> [WORK INSTRUCTION 1]:
Edit the Christmas jokes for kids from "7. Why did the" up to and including "Christmas? Sandy Claws.", changing "beach" to "shore", and give that part back.
> [WORK INSTRUCTION 2]:
According to the Christmas jokes for kids, what do snowmen eat for breakfast?

These jokes for kids are all age-appropriate for primary-aged children. Feel free to share with even younger children, but be aware that they may not understand some of the humor. Also, feel free to use special “Santa” voices and use your tickle fingers to get the laughs rolling.   

1. Why was the Christmas tree so bad at knitting? It kept dropping its needles!

2. What do elves use to take notes in school? Their elf-abet.

3. Why was Santa’s helper looking sad? He had low elf-esteem.

4. What do snowmen eat for breakfast? Frosted flakes.

5. Why did Santa go to music school? So he could improve his wrapping skills.

6. How does a snowman get around? By riding an “icicle.”

7. Why did the Christmas tree's girlfriend break up with him? Because he kept getting too sappy.

8. What do you call a cat on the beach during Christmas? Sandy Claws.

9. What do you call a Yeti with a six-pack? An abdominal snowman.

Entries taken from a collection
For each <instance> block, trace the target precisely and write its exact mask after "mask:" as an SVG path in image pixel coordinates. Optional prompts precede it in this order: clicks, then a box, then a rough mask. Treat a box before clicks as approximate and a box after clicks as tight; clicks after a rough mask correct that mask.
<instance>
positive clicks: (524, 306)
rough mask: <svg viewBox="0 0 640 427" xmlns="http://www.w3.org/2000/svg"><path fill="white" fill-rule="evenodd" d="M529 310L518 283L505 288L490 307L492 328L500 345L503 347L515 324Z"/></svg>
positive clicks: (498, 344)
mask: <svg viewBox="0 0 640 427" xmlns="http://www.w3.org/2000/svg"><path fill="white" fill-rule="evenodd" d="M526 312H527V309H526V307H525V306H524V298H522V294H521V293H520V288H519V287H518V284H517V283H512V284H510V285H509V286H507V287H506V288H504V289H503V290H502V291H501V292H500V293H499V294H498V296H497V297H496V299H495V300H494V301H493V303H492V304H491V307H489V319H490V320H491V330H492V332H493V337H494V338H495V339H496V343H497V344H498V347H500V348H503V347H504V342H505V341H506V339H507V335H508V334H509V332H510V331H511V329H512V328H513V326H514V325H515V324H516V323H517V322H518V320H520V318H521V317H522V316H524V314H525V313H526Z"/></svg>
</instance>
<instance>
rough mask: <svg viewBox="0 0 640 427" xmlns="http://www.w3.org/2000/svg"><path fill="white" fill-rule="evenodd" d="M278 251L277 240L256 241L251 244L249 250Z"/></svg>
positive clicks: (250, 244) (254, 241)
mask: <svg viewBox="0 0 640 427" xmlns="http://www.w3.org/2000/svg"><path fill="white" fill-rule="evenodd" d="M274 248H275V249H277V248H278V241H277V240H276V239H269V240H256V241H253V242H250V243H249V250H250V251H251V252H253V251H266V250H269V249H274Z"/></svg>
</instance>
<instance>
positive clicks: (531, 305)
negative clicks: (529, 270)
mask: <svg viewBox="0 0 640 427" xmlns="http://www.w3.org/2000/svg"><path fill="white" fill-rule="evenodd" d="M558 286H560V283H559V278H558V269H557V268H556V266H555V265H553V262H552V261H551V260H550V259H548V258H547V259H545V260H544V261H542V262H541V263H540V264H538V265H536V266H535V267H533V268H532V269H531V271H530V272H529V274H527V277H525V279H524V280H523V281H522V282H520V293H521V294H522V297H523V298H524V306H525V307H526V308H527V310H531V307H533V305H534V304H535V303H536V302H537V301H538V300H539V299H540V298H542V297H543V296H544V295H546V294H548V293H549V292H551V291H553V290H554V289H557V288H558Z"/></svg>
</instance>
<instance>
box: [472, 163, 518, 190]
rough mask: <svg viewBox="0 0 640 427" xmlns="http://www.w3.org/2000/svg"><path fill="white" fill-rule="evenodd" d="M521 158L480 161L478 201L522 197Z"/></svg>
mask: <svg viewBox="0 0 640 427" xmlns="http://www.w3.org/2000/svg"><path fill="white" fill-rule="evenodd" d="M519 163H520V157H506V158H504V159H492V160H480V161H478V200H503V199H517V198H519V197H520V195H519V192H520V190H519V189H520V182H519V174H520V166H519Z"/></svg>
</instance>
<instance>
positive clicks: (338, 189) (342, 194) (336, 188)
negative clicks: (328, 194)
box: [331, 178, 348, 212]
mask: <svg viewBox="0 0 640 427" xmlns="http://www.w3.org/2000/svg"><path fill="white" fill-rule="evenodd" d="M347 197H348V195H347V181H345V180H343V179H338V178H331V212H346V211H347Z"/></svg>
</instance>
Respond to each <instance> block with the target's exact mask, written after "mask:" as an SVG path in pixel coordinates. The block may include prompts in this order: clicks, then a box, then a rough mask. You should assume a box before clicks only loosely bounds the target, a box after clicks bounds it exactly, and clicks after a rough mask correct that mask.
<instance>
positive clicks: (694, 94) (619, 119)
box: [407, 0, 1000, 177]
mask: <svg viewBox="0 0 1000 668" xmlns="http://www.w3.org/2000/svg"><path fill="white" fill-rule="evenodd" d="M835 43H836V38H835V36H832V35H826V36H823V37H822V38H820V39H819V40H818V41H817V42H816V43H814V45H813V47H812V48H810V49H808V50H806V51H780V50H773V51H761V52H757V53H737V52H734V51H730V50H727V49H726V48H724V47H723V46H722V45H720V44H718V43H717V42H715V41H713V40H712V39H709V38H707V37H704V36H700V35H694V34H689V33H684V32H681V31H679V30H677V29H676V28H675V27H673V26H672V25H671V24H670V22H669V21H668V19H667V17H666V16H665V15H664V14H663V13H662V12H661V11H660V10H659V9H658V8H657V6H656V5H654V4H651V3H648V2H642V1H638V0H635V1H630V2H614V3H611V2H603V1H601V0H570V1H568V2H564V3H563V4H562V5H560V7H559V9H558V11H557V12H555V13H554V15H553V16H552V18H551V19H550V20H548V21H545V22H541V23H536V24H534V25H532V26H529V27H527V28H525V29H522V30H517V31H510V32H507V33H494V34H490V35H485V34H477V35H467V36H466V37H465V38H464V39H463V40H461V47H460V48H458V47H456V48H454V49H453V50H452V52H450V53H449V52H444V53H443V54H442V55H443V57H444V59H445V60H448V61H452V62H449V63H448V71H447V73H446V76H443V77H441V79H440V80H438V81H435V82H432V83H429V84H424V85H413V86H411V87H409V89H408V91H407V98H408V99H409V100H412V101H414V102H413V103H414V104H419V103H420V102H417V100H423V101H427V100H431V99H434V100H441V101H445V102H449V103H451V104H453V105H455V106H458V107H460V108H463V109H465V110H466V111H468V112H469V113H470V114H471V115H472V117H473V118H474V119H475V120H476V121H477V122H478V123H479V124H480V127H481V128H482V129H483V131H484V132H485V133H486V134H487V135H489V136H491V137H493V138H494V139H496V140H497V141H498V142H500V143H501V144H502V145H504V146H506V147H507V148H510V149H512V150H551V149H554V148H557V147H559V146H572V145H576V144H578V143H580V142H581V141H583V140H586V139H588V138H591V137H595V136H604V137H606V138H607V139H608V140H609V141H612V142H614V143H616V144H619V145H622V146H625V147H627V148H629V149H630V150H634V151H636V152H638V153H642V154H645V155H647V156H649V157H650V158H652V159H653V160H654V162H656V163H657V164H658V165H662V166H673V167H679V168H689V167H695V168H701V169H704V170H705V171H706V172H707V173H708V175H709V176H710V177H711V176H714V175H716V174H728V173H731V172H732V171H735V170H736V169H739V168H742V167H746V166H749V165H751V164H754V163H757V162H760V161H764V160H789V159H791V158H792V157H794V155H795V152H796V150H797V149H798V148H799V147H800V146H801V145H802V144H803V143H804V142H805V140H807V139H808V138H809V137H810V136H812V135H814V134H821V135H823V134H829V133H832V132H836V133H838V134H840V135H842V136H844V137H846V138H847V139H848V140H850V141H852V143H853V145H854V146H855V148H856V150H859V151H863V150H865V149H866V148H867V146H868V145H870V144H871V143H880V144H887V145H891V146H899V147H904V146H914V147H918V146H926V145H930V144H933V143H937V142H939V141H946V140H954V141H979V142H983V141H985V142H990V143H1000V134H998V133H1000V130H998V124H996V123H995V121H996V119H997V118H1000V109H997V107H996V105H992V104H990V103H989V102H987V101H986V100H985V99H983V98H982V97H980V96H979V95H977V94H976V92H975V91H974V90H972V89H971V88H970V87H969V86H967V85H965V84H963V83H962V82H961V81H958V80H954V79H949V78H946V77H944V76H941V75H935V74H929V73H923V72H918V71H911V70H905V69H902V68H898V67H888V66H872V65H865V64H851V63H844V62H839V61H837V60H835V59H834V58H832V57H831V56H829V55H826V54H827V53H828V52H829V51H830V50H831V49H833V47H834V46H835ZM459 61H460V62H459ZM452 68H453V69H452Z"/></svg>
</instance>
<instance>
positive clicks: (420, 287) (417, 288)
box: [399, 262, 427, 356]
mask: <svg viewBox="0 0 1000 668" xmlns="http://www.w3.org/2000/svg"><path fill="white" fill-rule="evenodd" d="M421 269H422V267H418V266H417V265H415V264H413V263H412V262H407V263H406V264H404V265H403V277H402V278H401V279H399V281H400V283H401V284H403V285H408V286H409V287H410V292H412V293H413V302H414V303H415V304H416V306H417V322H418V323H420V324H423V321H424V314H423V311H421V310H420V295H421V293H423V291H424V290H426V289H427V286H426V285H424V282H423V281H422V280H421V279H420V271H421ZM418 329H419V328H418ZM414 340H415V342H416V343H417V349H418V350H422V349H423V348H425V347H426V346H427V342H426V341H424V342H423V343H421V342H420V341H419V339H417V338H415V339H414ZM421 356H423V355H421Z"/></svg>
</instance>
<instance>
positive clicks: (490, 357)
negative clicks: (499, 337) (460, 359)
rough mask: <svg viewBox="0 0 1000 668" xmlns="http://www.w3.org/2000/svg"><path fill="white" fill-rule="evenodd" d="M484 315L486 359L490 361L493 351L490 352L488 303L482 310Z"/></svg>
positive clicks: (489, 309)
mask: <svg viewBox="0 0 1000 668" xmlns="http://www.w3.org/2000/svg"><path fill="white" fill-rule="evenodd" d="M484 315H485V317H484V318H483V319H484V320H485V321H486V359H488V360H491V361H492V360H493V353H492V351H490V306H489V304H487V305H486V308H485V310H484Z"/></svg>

> [REPLY 1]:
7. Why did the Christmas tree's girlfriend break up with him? Because he kept getting too sappy.

8. What do you call a cat on the shore during Christmas? Sandy Claws.

> [REPLY 2]:
Frosted flakes.